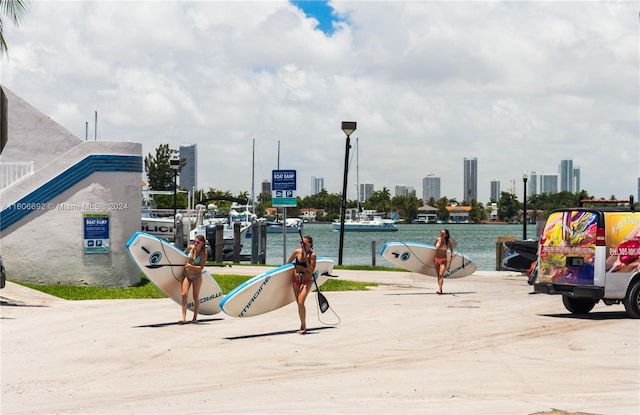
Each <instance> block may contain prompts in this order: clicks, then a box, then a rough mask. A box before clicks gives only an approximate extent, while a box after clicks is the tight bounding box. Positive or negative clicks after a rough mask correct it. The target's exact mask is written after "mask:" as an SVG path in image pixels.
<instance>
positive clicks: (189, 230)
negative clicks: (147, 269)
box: [141, 209, 195, 242]
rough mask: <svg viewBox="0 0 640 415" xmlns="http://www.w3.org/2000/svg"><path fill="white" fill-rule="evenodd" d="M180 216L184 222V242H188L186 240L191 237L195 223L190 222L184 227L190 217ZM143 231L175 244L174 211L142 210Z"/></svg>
mask: <svg viewBox="0 0 640 415" xmlns="http://www.w3.org/2000/svg"><path fill="white" fill-rule="evenodd" d="M178 215H179V216H178V217H179V218H181V220H182V221H183V228H182V229H183V232H182V233H183V238H184V239H183V240H186V238H187V237H188V236H189V231H190V230H191V227H192V226H193V225H194V223H195V221H194V220H190V222H188V223H186V225H187V226H184V222H185V219H184V218H185V217H189V216H188V215H187V216H180V215H182V214H178ZM141 230H142V232H145V233H149V234H151V235H155V236H157V237H158V238H162V239H164V240H166V241H168V242H174V237H175V235H174V234H175V232H174V218H173V211H172V210H168V209H147V210H142V217H141Z"/></svg>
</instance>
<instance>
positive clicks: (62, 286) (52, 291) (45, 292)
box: [18, 278, 166, 300]
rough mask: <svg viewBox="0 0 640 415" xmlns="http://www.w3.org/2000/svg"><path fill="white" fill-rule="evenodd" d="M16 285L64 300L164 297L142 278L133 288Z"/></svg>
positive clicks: (76, 286) (123, 298)
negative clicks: (43, 292)
mask: <svg viewBox="0 0 640 415" xmlns="http://www.w3.org/2000/svg"><path fill="white" fill-rule="evenodd" d="M18 284H20V285H24V286H25V287H28V288H32V289H34V290H38V291H42V292H44V293H47V294H50V295H53V296H56V297H60V298H64V299H66V300H114V299H133V298H165V297H166V296H165V295H164V293H162V291H160V290H159V289H158V288H157V287H156V286H155V285H154V284H153V283H152V282H151V281H149V280H148V279H147V278H142V281H140V283H139V284H138V285H136V286H133V287H79V286H72V285H37V284H30V283H26V282H18Z"/></svg>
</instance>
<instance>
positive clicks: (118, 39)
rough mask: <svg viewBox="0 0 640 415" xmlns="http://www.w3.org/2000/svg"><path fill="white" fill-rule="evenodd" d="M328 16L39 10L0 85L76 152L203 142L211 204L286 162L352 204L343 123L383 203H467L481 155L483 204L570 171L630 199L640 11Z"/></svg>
mask: <svg viewBox="0 0 640 415" xmlns="http://www.w3.org/2000/svg"><path fill="white" fill-rule="evenodd" d="M314 3H315V2H314ZM323 4H324V5H326V7H327V8H328V9H329V10H330V13H327V14H326V15H325V19H326V18H328V19H329V21H328V22H327V21H326V20H324V21H323V23H325V24H323V25H320V23H319V22H320V21H321V20H322V18H320V17H318V16H316V15H314V13H313V12H309V11H308V10H306V9H305V10H303V9H301V8H300V7H297V6H296V5H295V4H292V3H290V2H287V1H282V2H211V1H206V2H204V1H200V2H195V1H180V2H139V3H136V7H117V6H116V4H115V3H113V2H97V1H92V2H87V1H84V2H45V1H34V2H30V7H29V12H28V13H27V14H26V15H25V18H24V20H23V21H22V22H21V24H20V25H19V26H18V27H16V26H15V25H12V24H9V25H7V26H6V27H5V28H4V30H5V31H4V32H3V33H4V34H5V35H6V39H7V41H8V44H9V54H8V55H7V56H5V57H3V58H2V59H1V61H0V63H1V65H2V66H1V69H2V70H1V71H0V77H1V78H0V82H1V83H2V85H3V88H6V89H8V90H10V91H11V92H13V93H15V94H16V95H17V96H19V97H21V98H22V99H24V100H25V101H27V102H29V103H30V104H31V105H33V106H34V107H35V108H37V109H38V110H39V111H41V112H42V113H44V114H47V116H48V117H50V118H51V119H52V120H54V121H55V122H57V123H59V124H60V125H62V126H63V127H64V128H66V129H67V130H68V131H70V132H71V133H73V134H74V135H76V136H77V137H81V138H84V137H85V136H86V135H87V132H86V130H87V121H90V120H93V119H94V114H95V115H97V116H96V119H97V120H98V121H99V122H98V121H97V122H96V123H95V124H94V123H89V124H88V127H89V128H91V130H90V131H89V133H88V135H89V136H90V137H94V136H95V137H97V140H100V141H102V140H105V141H107V140H109V141H127V142H135V143H140V144H141V145H142V153H143V154H145V155H146V154H150V153H151V154H152V153H153V151H154V149H156V148H157V146H158V144H159V143H167V144H168V145H169V146H170V147H171V148H176V149H177V148H178V146H179V145H180V144H182V143H183V142H185V140H188V142H191V143H197V145H198V152H199V154H200V160H199V161H200V163H199V164H198V171H197V174H198V187H200V188H201V189H208V188H214V189H219V190H222V191H229V192H232V193H234V194H238V193H241V192H245V191H250V190H251V186H252V184H251V181H252V176H255V181H256V184H257V183H258V182H259V180H260V179H264V178H270V172H271V170H272V169H274V168H276V167H278V168H283V169H291V170H296V171H297V172H298V176H299V177H301V178H304V179H301V180H300V181H299V183H298V190H299V193H300V194H301V195H303V196H304V195H307V194H310V192H311V183H310V180H309V178H310V177H311V176H318V177H323V178H324V186H325V188H326V190H327V191H328V192H330V193H337V192H340V191H341V189H342V177H343V173H344V171H343V166H344V159H345V153H344V149H345V138H346V136H345V134H344V132H343V131H342V129H341V122H342V121H345V120H348V121H356V122H357V127H358V128H357V130H356V131H355V132H354V133H353V134H352V135H351V139H352V145H353V143H354V142H355V141H356V140H357V139H359V140H360V145H359V146H358V147H359V158H360V163H359V164H360V168H359V177H360V179H361V180H360V181H361V182H364V183H375V184H376V189H382V188H383V187H386V188H388V189H390V190H391V191H393V189H394V187H395V186H396V185H404V186H413V187H414V188H415V189H417V190H418V191H419V189H421V181H422V179H423V177H425V175H427V174H429V173H434V174H435V175H437V176H438V177H441V179H442V180H441V194H442V195H446V196H448V197H452V198H455V199H457V200H461V199H463V196H464V193H463V188H464V182H463V177H462V175H461V174H460V172H461V166H460V164H461V163H460V161H461V159H462V158H463V156H466V155H470V156H473V157H477V158H478V161H479V163H481V164H480V165H479V166H478V181H477V186H478V188H477V191H478V194H477V199H478V201H480V202H487V201H488V200H490V182H491V180H492V179H493V178H496V179H497V180H500V181H501V183H502V187H503V189H507V188H511V187H512V186H513V185H512V183H515V193H516V194H518V195H521V193H522V190H523V188H522V173H523V171H524V170H526V171H528V172H530V171H532V170H536V171H537V173H538V175H548V174H557V160H558V159H565V158H572V159H573V163H574V165H579V166H581V167H582V169H581V183H580V185H581V187H582V188H584V189H586V190H588V191H589V193H590V194H592V195H594V196H595V197H609V196H610V195H612V194H613V195H617V196H620V195H628V194H630V193H633V192H634V191H635V188H636V187H637V183H636V182H637V177H638V176H639V173H640V169H639V165H638V156H639V155H640V151H639V150H640V146H639V145H638V144H639V143H638V131H637V124H638V93H637V91H638V85H639V81H640V78H639V77H638V59H639V55H640V49H639V48H638V43H639V37H640V32H639V31H638V8H637V4H636V3H634V2H432V1H431V2H428V1H418V2H402V1H401V2H323ZM77 16H82V17H83V18H82V19H78V18H77ZM96 21H99V22H101V24H99V25H96V24H95V22H96ZM225 22H241V24H238V25H229V24H227V23H225ZM327 23H328V24H327ZM540 28H545V29H546V28H549V30H548V31H547V30H540ZM168 33H169V34H170V33H173V34H179V35H176V36H168V35H167V34H168ZM531 51H535V53H532V52H531ZM383 56H384V57H385V58H384V59H381V57H383ZM576 74H579V75H576ZM94 130H97V131H94ZM253 143H255V147H254V146H253ZM278 144H281V145H278ZM252 148H254V149H255V159H256V160H255V175H252V174H251V173H250V170H251V169H250V168H249V165H250V164H251V161H250V159H251V155H252ZM276 148H278V149H279V151H276ZM550 158H553V159H554V160H553V162H550ZM351 159H352V160H353V159H354V158H353V157H352V158H351ZM16 161H18V162H28V161H29V160H16ZM352 164H355V160H353V163H352ZM605 166H606V168H603V167H605ZM355 170H356V169H355V167H354V168H351V170H350V172H349V173H350V174H349V186H348V192H349V193H348V195H347V197H348V198H349V199H355V198H356V193H357V189H356V186H354V185H353V183H356V182H357V180H356V178H355Z"/></svg>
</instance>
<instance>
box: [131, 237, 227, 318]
■ ■ ■ ■ ■ ■ ■
> **Job**:
Rewrite the part of the records that opens with the line containing "216L184 222V242H188L186 240L191" and closes with the line containing "box: [18, 278, 166, 300]", swapping "rough" for "coarse" and leaving everything else unchanged. Return only those lines.

> **Exercise result**:
coarse mask: <svg viewBox="0 0 640 415" xmlns="http://www.w3.org/2000/svg"><path fill="white" fill-rule="evenodd" d="M180 216L184 222V242H188L186 240L191 237L195 223L190 222L184 227L190 217ZM143 231L175 244L174 211L142 210Z"/></svg>
mask: <svg viewBox="0 0 640 415" xmlns="http://www.w3.org/2000/svg"><path fill="white" fill-rule="evenodd" d="M178 215H179V216H178V217H179V218H181V220H182V221H183V228H182V229H183V232H182V233H183V238H184V239H183V240H186V238H187V237H188V236H189V231H190V230H191V227H192V226H193V225H194V223H195V221H194V220H190V222H188V223H186V225H187V226H184V222H185V219H184V218H185V217H189V216H188V215H187V216H180V215H182V214H178ZM141 230H142V232H145V233H149V234H151V235H155V236H157V237H158V238H162V239H164V240H166V241H168V242H174V237H175V235H174V234H175V232H174V218H173V211H172V210H168V209H147V210H142V217H141Z"/></svg>
</instance>
<instance>
positive clicks: (62, 286) (52, 291) (45, 292)
box: [18, 278, 166, 300]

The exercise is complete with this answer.